EXERCICES À FAIRE:
1 > Recopiez le passage du texte sur la ville nucléaire cubaine, de "Certaines personnes vivent" à "nucléaire de Tchernobyl.".
2 > Selon le texte sur la ville nucléaire cubaine, en quelle année commence la construction du premier réacteur ?
3 > Prolongez le texte sur la ville nucléaire cubaine à partir de sa dernière phrase.

Dans la ville nucléaire cubaine bloquée dans les années 90

Certaines personnes vivent encore à proximité d’une centrale nucléaire désaffectée, construite avant l’effondrement de l’Union soviétique.

En 1976, Cuba et l’URSS signent un accord pour construire plusieurs centrales nucléaires dans la ville de Juragua, près de Cienfuegos, à 230 kilomètres au sud-est de La Havane. La construction du premier réacteur commence en 1982 sous la supervision de Fidel Castro Díaz-Balart, le fils aîné du leader cubain Fidel Castro. Le projet comprend également la fondation d’une ville calquée sur celle de Pripyat, située à trois kilomètres de la centrale nucléaire de Tchernobyl.

ENREGISTREMENTS FOURNIS:
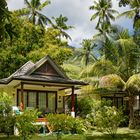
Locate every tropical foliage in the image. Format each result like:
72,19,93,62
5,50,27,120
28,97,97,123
15,0,52,27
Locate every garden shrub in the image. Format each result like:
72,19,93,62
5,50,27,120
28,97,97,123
16,110,39,140
95,106,125,137
46,114,86,134
0,92,15,136
76,97,93,118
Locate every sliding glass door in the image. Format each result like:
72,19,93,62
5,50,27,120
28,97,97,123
17,90,57,113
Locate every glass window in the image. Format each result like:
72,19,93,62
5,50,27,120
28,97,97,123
18,91,27,107
48,93,56,112
38,92,47,110
28,91,37,108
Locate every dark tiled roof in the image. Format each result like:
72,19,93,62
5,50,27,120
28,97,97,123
14,75,86,85
0,56,86,85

RÉPONSES PAR EXERCICE:
1 >
Certaines personnes vivent encore à proximité d’une centrale nucléaire désaffectée, construite avant l’effondrement de l’Union soviétique.

En 1976, Cuba et l’URSS signent un accord pour construire plusieurs centrales nucléaires dans la ville de Juragua, près de Cienfuegos, à 230 kilomètres au sud-est de La Havane. La construction du premier réacteur commence en 1982 sous la supervision de Fidel Castro Díaz-Balart, le fils aîné du leader cubain Fidel Castro. Le projet comprend également la fondation d’une ville calquée sur celle de Pripyat, située à trois kilomètres de la centrale nucléaire de Tchernobyl.

2 > En 1982.

3 >
La Ciudad Nuclear, également construite en 1982, est conçue pour abriter des milliers d’employés, dont certains ont séjourné en Union soviétique pour étudier la physique nucléaire et apprendre le russe. Les 30 000 personnes qui y posent leurs valises espèrent faire partie de ce qui est alors qualifié par les deux gouvernements de « projet du siècle ».

Mais au début des années 1990, quelques mois après la dislocation de l’Empire soviétique, la construction de la centrale est officiellement interrompue. Depuis, la population de Ciudad Nuclear est tombée à 7 000 habitants, et la ville, abandonnée ou presque, semble suspendue dans le temps, caractérisée par ses bâtiments soviétiques alignés le long de la côte cubaine.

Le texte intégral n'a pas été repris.